6 juin 2015 – Le 22 mai 2015, nous avions publié un texte de l’auteur russe Andrew Korybko (voir son portrait dans Russia Insider), qui a choisi une approche des évènements actuels du point de vue de la manipulation de l’Histoire par ceux qui la perçoivent ou la restituent à nos esprits, du point de vue du rôle de l’“historicité” dans le sens pervers de l’“histoire considérée comme une arme de communication”. Il s’agit bien de l’Histoire sortie de son contexte et de sa position culturelle de référence d’un passé accepté comme telle, et devenue, après déformation perverse et inversion, outil sinon arme de combat pour les tensions crisiques exacerbées qui caractérisent notre “ère historique” en train de se développer dans le fracas et la fureur.

Nous observions ce même 22 mai 2015, dans un commentaire circonstancié du texte de Korybko, selon une première approche des conceptions qu’il exposait à propos de l’événement de la commémoration du 70ème anniversaire de la Victoire, le 9 mai 2015 à Moscou : «L’intérêt du texte de Korybko, selon nous, est surtout dans la façon dont il utilise le concept d’“Historicité”, de “conscience historique”, etc., comme “armes de défense” contre les Révolutions de Couleur. En quelque sorte, il mobilise l’Histoire pour en faire une arme conceptuelle agissant comme dans une guerre, contre une attaque dont il juge que l’arme principale est l’imposture introduite dans l’histoire de la cible visée. Korybko a des analogies heureuses, comme lorsqu’il fait des Révolutions de Couleur des plants d’OGM par rapport à la plante naturelle qu’est le réflexe patriotique-historique auquel il se réfère, ou des virus chargés de disséminer une maladie qui tue la conscience et la mémoire historiques aussi sûrement qu’un cancer.»

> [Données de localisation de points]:
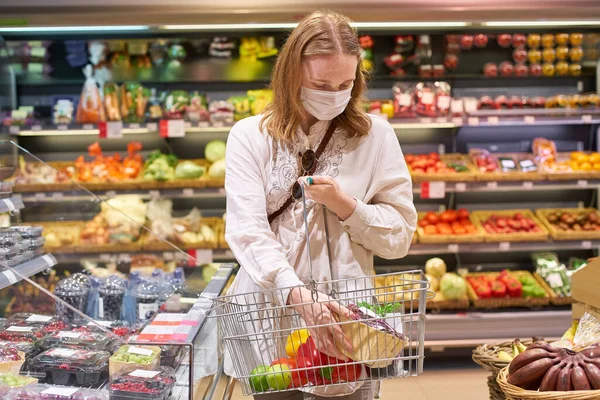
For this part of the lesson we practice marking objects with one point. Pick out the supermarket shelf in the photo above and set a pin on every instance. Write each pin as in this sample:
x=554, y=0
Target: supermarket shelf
x=502, y=247
x=475, y=328
x=212, y=193
x=27, y=269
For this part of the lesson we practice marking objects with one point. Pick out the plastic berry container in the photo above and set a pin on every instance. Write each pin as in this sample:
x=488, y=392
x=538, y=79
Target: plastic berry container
x=111, y=290
x=79, y=338
x=21, y=334
x=71, y=366
x=48, y=392
x=28, y=232
x=75, y=293
x=143, y=384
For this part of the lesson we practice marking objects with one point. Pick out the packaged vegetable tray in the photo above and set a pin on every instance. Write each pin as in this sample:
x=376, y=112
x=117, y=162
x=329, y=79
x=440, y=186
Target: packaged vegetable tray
x=143, y=384
x=81, y=338
x=47, y=392
x=71, y=366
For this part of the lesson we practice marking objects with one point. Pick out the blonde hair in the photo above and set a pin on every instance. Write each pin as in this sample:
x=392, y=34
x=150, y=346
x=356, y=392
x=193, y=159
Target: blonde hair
x=320, y=33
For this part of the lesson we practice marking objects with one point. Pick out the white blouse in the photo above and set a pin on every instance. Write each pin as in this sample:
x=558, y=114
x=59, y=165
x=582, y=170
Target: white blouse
x=259, y=177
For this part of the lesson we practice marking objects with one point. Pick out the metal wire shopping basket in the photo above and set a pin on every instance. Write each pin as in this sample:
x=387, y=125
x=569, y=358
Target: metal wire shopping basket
x=273, y=349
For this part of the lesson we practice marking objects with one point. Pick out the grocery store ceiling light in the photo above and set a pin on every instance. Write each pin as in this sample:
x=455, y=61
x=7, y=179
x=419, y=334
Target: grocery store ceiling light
x=291, y=25
x=70, y=29
x=548, y=23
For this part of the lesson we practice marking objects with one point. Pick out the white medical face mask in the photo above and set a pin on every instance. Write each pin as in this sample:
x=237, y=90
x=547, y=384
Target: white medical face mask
x=324, y=105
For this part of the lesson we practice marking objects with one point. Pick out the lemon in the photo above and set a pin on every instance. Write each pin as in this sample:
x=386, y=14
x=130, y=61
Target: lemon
x=295, y=340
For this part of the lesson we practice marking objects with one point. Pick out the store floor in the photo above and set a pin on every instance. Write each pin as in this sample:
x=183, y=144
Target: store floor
x=434, y=384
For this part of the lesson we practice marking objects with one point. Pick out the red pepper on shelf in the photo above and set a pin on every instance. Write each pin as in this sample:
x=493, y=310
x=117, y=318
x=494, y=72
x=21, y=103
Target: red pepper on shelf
x=498, y=289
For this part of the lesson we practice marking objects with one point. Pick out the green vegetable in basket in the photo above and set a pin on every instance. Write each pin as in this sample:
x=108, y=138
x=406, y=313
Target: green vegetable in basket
x=189, y=170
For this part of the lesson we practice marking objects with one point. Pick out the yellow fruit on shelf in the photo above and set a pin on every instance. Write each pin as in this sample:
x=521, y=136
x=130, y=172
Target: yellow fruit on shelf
x=295, y=340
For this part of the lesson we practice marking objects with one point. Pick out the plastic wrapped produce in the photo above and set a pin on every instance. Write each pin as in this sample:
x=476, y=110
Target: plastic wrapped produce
x=73, y=293
x=142, y=384
x=71, y=366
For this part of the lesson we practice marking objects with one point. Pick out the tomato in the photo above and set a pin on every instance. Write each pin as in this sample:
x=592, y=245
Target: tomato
x=462, y=214
x=432, y=218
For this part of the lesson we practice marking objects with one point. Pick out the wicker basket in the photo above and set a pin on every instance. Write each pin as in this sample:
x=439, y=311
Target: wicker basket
x=559, y=234
x=507, y=302
x=468, y=176
x=513, y=392
x=554, y=298
x=517, y=176
x=569, y=175
x=486, y=356
x=480, y=216
x=441, y=239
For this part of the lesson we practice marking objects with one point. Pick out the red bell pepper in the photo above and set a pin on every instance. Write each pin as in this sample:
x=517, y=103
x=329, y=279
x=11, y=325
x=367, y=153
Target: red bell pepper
x=498, y=289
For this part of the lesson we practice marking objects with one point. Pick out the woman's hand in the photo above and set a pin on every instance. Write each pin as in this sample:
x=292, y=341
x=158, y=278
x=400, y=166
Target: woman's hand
x=325, y=190
x=318, y=316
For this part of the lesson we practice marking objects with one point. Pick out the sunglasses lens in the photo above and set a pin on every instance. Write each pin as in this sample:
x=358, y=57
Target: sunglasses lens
x=308, y=160
x=296, y=191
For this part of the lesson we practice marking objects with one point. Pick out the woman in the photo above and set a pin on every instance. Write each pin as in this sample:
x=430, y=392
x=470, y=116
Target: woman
x=316, y=133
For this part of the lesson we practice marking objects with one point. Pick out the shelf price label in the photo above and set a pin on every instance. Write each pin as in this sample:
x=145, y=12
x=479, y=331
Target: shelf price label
x=110, y=130
x=199, y=257
x=171, y=128
x=433, y=190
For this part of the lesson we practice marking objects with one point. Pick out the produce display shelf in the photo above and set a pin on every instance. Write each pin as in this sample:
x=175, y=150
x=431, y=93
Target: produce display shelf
x=27, y=269
x=426, y=249
x=201, y=193
x=478, y=118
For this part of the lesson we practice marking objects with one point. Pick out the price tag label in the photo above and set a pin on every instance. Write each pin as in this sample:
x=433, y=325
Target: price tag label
x=527, y=185
x=473, y=121
x=493, y=120
x=199, y=257
x=111, y=130
x=172, y=128
x=460, y=187
x=139, y=350
x=433, y=190
x=457, y=121
x=144, y=374
x=64, y=391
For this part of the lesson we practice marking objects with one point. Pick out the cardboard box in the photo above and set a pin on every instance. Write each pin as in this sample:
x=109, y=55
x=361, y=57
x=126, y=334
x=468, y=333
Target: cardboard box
x=585, y=284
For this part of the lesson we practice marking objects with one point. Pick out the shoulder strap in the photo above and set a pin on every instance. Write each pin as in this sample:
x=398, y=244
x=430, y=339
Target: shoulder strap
x=318, y=153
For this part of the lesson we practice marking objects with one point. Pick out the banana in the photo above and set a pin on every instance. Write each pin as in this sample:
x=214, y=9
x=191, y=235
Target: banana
x=530, y=376
x=526, y=358
x=579, y=379
x=593, y=374
x=550, y=379
x=504, y=356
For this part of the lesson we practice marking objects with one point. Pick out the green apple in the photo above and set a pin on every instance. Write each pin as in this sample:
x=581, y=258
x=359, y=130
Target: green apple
x=279, y=377
x=258, y=381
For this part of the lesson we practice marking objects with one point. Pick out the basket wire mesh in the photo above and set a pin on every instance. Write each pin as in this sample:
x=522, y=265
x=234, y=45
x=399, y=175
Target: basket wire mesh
x=380, y=335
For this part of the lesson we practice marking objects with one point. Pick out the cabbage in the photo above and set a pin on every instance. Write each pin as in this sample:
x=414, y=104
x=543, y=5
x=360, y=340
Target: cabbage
x=217, y=170
x=435, y=267
x=453, y=287
x=215, y=150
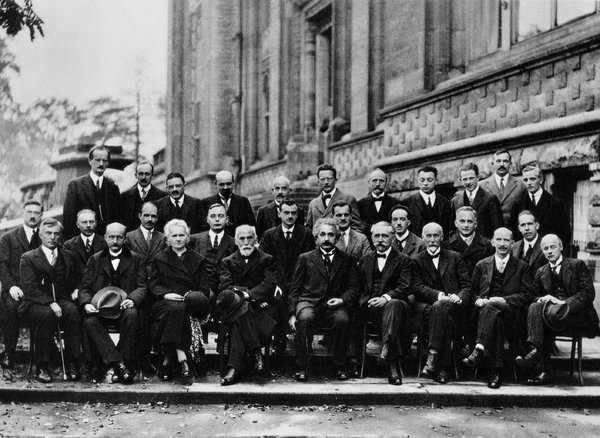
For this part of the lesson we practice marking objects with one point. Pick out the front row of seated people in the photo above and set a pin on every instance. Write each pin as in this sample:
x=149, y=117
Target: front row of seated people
x=388, y=289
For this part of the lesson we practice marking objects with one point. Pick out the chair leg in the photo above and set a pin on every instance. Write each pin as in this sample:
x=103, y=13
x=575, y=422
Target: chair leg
x=364, y=351
x=572, y=361
x=222, y=364
x=580, y=359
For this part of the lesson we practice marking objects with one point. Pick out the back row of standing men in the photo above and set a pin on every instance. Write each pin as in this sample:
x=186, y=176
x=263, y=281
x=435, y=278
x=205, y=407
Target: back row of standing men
x=495, y=203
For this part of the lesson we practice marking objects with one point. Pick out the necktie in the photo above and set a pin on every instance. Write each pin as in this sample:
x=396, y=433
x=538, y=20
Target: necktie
x=501, y=267
x=327, y=260
x=35, y=239
x=527, y=255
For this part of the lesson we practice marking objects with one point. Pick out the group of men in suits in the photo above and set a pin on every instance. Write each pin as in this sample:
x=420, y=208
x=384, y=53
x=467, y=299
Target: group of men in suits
x=449, y=270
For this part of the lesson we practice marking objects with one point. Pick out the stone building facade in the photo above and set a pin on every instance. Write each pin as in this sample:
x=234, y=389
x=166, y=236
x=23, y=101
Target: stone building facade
x=270, y=87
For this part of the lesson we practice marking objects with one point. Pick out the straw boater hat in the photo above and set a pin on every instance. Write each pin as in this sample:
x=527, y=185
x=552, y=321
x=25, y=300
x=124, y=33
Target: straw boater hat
x=108, y=301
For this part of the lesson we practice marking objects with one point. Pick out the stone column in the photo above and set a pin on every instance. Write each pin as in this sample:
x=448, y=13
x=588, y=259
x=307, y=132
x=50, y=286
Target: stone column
x=309, y=81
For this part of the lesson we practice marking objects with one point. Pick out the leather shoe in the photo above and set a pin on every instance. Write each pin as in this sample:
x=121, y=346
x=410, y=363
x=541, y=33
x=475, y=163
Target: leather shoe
x=341, y=375
x=383, y=356
x=300, y=376
x=123, y=373
x=395, y=378
x=259, y=365
x=8, y=361
x=443, y=377
x=73, y=372
x=42, y=375
x=542, y=378
x=495, y=381
x=430, y=367
x=530, y=360
x=184, y=369
x=230, y=378
x=475, y=358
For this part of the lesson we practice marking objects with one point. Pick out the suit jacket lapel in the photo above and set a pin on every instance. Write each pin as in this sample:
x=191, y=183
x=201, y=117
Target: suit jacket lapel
x=88, y=188
x=566, y=272
x=443, y=263
x=319, y=263
x=388, y=268
x=42, y=262
x=22, y=238
x=510, y=269
x=478, y=199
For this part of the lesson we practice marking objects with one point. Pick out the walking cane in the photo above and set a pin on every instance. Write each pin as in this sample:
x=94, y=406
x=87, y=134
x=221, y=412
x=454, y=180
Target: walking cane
x=60, y=347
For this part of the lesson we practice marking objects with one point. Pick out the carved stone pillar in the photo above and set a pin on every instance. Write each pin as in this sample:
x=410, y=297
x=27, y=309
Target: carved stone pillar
x=309, y=80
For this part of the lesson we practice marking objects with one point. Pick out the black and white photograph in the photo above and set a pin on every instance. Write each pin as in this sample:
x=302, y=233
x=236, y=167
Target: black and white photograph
x=299, y=218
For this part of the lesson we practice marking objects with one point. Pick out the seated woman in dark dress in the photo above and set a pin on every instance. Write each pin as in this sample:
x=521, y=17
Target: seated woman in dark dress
x=179, y=282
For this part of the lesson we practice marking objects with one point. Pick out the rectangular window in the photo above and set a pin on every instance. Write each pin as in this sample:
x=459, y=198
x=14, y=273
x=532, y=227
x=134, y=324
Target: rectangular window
x=533, y=17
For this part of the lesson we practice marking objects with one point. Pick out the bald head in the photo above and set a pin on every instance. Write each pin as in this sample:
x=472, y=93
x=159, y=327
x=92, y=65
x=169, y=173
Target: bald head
x=551, y=246
x=377, y=182
x=433, y=234
x=224, y=182
x=280, y=188
x=502, y=241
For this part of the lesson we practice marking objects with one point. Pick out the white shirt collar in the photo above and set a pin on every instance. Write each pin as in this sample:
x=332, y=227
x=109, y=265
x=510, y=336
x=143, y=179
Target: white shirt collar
x=84, y=238
x=537, y=194
x=558, y=262
x=532, y=243
x=501, y=261
x=386, y=252
x=498, y=178
x=285, y=230
x=212, y=235
x=473, y=193
x=404, y=236
x=437, y=251
x=180, y=200
x=467, y=240
x=28, y=231
x=48, y=252
x=96, y=178
x=330, y=193
x=425, y=196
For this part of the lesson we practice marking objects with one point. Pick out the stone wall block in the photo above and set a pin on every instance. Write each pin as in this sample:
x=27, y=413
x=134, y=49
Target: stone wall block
x=575, y=91
x=525, y=104
x=590, y=72
x=562, y=79
x=589, y=103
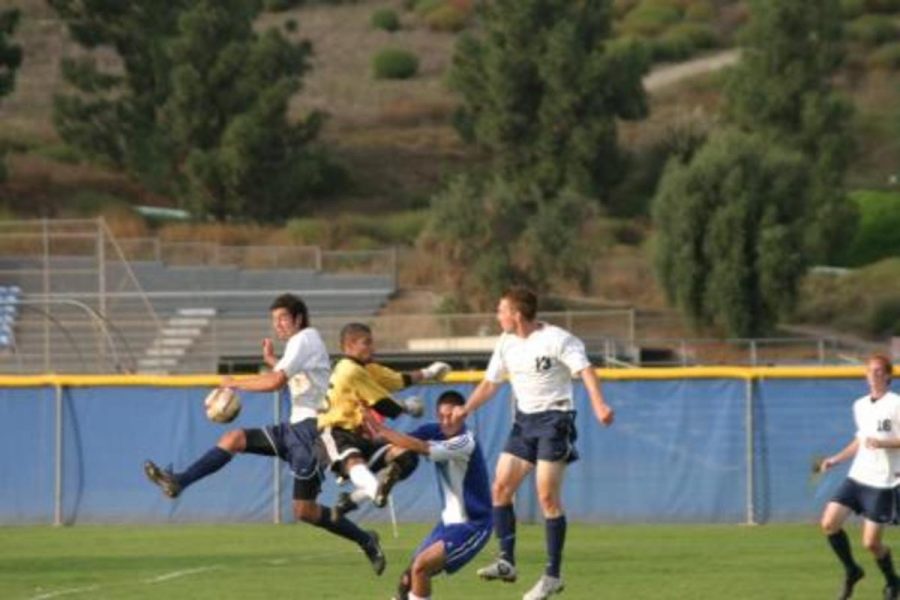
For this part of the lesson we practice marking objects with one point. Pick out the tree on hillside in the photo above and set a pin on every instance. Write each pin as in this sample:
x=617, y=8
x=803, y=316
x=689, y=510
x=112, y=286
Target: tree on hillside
x=493, y=233
x=783, y=88
x=198, y=106
x=730, y=232
x=227, y=114
x=10, y=59
x=542, y=88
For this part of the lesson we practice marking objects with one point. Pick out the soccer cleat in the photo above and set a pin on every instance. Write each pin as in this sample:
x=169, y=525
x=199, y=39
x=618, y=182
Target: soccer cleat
x=163, y=478
x=403, y=587
x=500, y=569
x=374, y=553
x=342, y=506
x=850, y=580
x=544, y=588
x=386, y=480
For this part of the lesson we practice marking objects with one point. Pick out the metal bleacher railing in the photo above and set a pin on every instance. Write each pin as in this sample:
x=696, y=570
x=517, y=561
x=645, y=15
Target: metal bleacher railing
x=87, y=302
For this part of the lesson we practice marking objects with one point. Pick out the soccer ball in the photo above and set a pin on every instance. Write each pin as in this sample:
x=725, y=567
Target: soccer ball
x=222, y=405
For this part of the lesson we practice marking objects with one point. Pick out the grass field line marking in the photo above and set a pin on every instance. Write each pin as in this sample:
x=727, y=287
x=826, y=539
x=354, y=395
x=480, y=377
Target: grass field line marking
x=87, y=588
x=181, y=573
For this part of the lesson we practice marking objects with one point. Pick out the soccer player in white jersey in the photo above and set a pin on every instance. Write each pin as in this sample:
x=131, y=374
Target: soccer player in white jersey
x=304, y=368
x=463, y=483
x=540, y=361
x=873, y=483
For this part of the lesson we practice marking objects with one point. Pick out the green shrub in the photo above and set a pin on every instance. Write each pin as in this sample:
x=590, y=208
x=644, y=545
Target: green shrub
x=423, y=7
x=650, y=20
x=884, y=319
x=878, y=233
x=872, y=30
x=853, y=8
x=623, y=7
x=682, y=41
x=386, y=19
x=446, y=17
x=702, y=10
x=882, y=6
x=60, y=153
x=395, y=63
x=886, y=57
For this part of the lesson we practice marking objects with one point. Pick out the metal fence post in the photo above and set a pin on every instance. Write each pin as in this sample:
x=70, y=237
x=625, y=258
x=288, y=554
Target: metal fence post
x=750, y=426
x=58, y=457
x=276, y=465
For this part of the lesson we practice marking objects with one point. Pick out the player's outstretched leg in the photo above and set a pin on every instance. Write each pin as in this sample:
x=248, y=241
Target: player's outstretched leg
x=403, y=586
x=164, y=478
x=374, y=553
x=545, y=587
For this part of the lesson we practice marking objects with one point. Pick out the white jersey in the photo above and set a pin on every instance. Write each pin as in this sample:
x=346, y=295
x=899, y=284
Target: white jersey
x=306, y=364
x=540, y=367
x=877, y=467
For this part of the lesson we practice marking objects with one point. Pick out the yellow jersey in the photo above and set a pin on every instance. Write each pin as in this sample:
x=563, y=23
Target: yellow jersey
x=353, y=388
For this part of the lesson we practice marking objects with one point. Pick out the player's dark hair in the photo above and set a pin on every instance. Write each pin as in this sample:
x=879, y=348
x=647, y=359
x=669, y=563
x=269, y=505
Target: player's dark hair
x=885, y=361
x=352, y=331
x=451, y=397
x=523, y=300
x=295, y=307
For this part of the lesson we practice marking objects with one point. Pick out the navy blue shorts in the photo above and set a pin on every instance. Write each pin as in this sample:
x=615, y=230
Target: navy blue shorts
x=336, y=445
x=462, y=541
x=548, y=435
x=874, y=504
x=295, y=444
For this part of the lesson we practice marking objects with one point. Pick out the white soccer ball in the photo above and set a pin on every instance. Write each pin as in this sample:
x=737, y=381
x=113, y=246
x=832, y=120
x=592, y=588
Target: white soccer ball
x=223, y=405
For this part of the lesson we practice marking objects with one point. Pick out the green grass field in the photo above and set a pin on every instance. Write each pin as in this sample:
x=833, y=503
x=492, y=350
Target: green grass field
x=297, y=561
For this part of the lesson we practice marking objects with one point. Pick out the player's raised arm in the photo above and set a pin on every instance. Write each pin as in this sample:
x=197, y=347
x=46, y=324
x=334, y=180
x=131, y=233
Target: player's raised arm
x=602, y=410
x=483, y=392
x=264, y=382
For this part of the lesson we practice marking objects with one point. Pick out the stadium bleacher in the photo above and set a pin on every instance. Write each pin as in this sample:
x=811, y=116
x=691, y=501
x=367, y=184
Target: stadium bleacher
x=140, y=300
x=9, y=310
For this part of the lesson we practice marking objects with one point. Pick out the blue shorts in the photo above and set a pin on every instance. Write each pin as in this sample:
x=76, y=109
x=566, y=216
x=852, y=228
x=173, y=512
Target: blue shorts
x=462, y=541
x=548, y=435
x=295, y=444
x=878, y=505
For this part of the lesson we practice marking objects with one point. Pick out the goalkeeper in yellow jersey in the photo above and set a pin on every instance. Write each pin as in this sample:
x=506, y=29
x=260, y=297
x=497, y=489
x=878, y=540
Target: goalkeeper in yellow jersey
x=358, y=385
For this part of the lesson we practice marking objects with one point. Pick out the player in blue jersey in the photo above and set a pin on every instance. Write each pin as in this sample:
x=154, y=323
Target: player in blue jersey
x=463, y=483
x=539, y=360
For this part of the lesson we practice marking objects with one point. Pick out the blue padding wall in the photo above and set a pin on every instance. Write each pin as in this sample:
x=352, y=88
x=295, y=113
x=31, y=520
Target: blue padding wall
x=678, y=452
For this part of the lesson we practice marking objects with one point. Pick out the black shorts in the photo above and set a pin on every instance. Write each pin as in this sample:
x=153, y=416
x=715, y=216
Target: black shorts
x=295, y=444
x=548, y=435
x=874, y=504
x=336, y=445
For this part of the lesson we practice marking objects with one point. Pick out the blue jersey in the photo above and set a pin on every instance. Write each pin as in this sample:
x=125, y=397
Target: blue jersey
x=461, y=473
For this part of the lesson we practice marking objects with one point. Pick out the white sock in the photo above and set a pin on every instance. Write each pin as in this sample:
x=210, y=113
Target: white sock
x=364, y=480
x=358, y=495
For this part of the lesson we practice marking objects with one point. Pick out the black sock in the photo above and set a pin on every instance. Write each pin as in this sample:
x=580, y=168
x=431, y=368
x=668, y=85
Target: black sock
x=841, y=546
x=343, y=527
x=209, y=463
x=887, y=568
x=407, y=462
x=556, y=539
x=505, y=530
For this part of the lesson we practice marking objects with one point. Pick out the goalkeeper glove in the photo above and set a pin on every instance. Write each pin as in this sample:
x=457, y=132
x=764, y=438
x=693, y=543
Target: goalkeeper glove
x=436, y=371
x=413, y=406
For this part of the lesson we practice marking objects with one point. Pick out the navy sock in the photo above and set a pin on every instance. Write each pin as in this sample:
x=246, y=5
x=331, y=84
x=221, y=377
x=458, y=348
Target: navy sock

> [Consigne]: Recopiez fidèlement un passage de l'extrait de page : commencez aux mots « 6 juin 2015 » et arrêtez-vous après « et la fureur. ».

> [Votre réponse]:
6 juin 2015 – Le 22 mai 2015, nous avions publié un texte de l’auteur russe Andrew Korybko (voir son portrait dans Russia Insider), qui a choisi une approche des évènements actuels du point de vue de la manipulation de l’Histoire par ceux qui la perçoivent ou la restituent à nos esprits, du point de vue du rôle de l’“historicité” dans le sens pervers de l’“histoire considérée comme une arme de communication”. Il s’agit bien de l’Histoire sortie de son contexte et de sa position culturelle de référence d’un passé accepté comme telle, et devenue, après déformation perverse et inversion, outil sinon arme de combat pour les tensions crisiques exacerbées qui caractérisent notre “ère historique” en train de se développer dans le fracas et la fureur.